- **Entries supplied**
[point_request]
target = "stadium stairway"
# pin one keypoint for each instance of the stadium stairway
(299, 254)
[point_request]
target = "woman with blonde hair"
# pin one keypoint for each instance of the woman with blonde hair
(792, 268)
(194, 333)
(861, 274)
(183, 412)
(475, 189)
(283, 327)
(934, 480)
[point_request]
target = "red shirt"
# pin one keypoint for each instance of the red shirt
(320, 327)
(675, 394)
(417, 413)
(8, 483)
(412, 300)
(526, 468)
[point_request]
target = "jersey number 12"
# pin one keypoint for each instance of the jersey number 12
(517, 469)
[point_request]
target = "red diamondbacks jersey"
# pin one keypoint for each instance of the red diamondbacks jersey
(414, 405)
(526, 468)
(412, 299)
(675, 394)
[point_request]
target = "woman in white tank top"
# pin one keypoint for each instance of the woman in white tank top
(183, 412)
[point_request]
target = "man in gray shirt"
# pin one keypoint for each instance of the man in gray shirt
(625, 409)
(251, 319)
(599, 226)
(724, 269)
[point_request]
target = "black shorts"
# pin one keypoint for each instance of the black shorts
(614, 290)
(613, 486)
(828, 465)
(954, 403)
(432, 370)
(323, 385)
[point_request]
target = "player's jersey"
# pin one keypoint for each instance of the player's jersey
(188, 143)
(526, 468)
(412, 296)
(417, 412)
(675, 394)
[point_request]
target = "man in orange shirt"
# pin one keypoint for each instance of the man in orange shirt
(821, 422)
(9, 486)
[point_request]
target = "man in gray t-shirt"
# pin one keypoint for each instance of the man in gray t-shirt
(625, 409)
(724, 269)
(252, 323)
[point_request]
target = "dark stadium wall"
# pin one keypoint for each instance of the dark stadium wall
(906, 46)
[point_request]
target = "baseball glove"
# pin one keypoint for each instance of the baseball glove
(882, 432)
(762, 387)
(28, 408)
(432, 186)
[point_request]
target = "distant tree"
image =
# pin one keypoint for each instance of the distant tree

- **Problem requirements**
Please repeat the listing above in full and exactly.

- **Answer**
[point_request]
target = "stadium stairway"
# pin one keypoint for each instance of the stadium stairway
(299, 254)
[point_request]
target = "woman with blonde hair"
# pin one keypoint for each instance of the woman with blonde hair
(792, 268)
(194, 333)
(861, 274)
(183, 412)
(475, 189)
(283, 327)
(934, 480)
[point_request]
target = "red shirt"
# pin one keypoint for each instance of the red shirt
(320, 327)
(675, 394)
(417, 413)
(8, 483)
(412, 300)
(526, 468)
[point_request]
target = "jersey number 12"
# pin one keypoint for each instance of the jersey number 12
(517, 469)
[point_request]
target = "red diamondbacks jersey"
# pin one keypoint for each instance of the red diamondbacks jersey
(414, 405)
(526, 468)
(412, 299)
(675, 394)
[point_request]
target = "woman in white tank top"
# pin one keypoint for each instance of the woman in white tank top
(183, 412)
[point_request]
target = "man in gray shirt"
# pin one keypoint for each instance of the man in gray shirt
(625, 409)
(251, 319)
(599, 226)
(724, 269)
[point_request]
target = "black shorts"
# pin one keypoint for each instance of the black shorts
(614, 290)
(613, 486)
(828, 465)
(954, 403)
(432, 370)
(323, 385)
[point_request]
target = "player's jersey"
# pin one keypoint for each instance of the player's jersey
(188, 143)
(526, 468)
(412, 296)
(417, 412)
(675, 394)
[point_request]
target = "man in orange shirt"
# pin one keypoint for each instance of the man in orange shirt
(821, 422)
(9, 486)
[point_request]
target = "man in gray t-shirt"
# pin one keypoint for each instance of the man in gray t-shirt
(625, 409)
(724, 269)
(252, 323)
[point_request]
target = "dark stadium wall"
# pin one keypoint for each instance of the dark stadium wall
(906, 46)
[point_request]
target = "baseball glove"
# pin one keypoint for each instance of the baseball glove
(882, 432)
(762, 387)
(28, 408)
(432, 186)
[point_request]
target = "distant tree"
image =
# pin one keypoint for each instance of the distant tree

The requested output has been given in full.